> _What is required_
Starting with the line with "Could you kindly tag the lioness front" and going on through the line with "column 192, row 234", swap "front leg" for "foreleg" and give back only those lines, with everything else left as it is.
───── Listing
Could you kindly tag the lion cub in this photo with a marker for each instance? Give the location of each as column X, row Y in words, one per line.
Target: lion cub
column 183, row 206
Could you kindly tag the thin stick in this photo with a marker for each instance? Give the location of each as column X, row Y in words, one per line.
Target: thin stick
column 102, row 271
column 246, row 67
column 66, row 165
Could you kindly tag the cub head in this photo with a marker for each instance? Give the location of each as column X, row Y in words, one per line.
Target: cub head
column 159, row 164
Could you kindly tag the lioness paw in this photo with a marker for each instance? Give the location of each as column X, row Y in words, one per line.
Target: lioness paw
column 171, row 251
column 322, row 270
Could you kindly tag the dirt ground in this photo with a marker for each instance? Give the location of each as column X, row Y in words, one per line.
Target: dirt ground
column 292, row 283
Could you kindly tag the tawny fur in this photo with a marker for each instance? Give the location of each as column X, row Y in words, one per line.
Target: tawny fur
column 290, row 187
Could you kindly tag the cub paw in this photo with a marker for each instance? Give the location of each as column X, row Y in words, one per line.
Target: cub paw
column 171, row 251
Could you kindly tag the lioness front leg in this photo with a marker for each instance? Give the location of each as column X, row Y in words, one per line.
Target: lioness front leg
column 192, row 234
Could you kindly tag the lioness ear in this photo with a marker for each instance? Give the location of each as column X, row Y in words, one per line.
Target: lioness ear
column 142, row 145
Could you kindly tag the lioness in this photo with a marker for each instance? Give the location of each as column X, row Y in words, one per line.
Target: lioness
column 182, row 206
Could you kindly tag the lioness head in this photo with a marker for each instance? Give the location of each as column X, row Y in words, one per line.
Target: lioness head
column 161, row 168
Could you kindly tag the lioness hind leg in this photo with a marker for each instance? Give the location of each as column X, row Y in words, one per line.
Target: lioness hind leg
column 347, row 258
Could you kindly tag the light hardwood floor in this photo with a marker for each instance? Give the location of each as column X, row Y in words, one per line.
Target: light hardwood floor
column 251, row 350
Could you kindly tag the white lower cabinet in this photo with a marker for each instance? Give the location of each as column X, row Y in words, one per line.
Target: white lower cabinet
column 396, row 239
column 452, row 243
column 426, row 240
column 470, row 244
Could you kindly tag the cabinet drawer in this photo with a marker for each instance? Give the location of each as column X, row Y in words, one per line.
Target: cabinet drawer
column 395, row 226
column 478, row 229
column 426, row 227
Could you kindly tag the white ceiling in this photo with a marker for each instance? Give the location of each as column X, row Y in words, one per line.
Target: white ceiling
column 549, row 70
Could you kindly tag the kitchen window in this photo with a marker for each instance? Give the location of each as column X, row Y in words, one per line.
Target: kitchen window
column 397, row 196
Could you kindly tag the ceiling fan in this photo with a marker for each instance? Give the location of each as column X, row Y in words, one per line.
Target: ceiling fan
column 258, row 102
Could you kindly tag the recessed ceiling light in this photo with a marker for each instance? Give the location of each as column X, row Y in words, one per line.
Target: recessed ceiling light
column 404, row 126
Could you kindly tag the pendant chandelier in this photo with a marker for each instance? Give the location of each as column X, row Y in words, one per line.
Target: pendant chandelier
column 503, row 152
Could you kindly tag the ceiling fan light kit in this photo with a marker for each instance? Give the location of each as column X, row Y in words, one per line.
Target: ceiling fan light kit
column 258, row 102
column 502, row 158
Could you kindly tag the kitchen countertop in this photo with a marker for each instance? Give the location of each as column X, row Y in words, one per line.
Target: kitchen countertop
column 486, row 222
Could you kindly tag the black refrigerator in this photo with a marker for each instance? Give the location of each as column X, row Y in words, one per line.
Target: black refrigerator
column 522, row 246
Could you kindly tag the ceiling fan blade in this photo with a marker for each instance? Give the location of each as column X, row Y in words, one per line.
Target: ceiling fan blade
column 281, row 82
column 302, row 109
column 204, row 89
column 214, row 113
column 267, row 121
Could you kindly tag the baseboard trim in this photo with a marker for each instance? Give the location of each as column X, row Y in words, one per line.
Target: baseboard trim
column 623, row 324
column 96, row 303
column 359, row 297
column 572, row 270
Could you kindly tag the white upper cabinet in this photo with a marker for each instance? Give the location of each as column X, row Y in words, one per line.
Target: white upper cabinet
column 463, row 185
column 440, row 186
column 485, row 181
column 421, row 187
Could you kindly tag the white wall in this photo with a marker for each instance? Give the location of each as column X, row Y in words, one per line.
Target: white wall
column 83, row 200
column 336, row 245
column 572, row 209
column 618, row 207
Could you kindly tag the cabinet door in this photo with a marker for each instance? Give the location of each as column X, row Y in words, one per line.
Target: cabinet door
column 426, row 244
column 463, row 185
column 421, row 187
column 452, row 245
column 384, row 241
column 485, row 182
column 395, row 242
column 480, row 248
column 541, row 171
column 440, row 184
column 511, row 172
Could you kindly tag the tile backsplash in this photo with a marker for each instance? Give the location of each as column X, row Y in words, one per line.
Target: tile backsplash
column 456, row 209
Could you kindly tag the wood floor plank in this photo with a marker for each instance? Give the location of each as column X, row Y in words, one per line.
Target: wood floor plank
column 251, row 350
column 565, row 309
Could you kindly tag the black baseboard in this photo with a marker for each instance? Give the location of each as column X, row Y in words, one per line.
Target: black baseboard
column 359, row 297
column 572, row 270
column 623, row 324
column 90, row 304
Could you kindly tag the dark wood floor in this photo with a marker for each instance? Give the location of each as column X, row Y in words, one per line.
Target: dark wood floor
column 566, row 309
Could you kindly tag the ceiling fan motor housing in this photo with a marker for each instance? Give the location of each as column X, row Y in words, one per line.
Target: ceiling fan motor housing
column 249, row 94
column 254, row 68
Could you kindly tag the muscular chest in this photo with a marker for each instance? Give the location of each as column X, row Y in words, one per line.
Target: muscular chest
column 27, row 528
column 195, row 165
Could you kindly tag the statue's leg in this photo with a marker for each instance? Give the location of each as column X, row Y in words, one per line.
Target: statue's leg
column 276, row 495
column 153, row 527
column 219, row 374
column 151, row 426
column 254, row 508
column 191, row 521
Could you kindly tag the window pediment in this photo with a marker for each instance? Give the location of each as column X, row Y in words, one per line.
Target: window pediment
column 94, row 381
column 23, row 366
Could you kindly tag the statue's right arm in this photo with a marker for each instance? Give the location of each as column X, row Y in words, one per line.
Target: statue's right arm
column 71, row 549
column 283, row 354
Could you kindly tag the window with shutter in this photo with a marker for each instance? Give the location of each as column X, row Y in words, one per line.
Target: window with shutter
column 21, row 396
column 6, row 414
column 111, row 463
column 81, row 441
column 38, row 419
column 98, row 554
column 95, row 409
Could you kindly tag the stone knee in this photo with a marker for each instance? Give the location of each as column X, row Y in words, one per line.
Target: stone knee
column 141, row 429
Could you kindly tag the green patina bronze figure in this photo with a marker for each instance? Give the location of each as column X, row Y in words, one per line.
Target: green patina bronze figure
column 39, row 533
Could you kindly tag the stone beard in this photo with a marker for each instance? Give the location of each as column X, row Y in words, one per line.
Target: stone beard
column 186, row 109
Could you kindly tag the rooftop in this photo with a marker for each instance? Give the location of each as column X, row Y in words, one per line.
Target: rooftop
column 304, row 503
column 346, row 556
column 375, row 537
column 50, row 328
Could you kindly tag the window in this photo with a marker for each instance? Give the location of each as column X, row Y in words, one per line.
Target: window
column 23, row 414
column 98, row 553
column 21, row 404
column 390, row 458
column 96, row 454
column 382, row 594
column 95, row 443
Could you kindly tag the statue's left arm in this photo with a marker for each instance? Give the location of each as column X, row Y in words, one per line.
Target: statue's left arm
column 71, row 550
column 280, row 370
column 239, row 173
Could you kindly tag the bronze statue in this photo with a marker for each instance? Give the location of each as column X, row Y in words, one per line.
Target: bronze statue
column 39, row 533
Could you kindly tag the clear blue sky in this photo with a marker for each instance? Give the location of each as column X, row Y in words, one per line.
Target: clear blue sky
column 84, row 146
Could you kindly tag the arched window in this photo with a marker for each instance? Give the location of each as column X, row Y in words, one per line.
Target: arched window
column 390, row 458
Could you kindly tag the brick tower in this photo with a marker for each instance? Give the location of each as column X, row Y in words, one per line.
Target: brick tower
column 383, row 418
──────────
> _Solution to this problem_
Could you kindly tag the lioness foreleg in this photo with a marker for each instance? Give the location of each as column X, row Y in words, one per line.
Target: lioness foreleg
column 192, row 234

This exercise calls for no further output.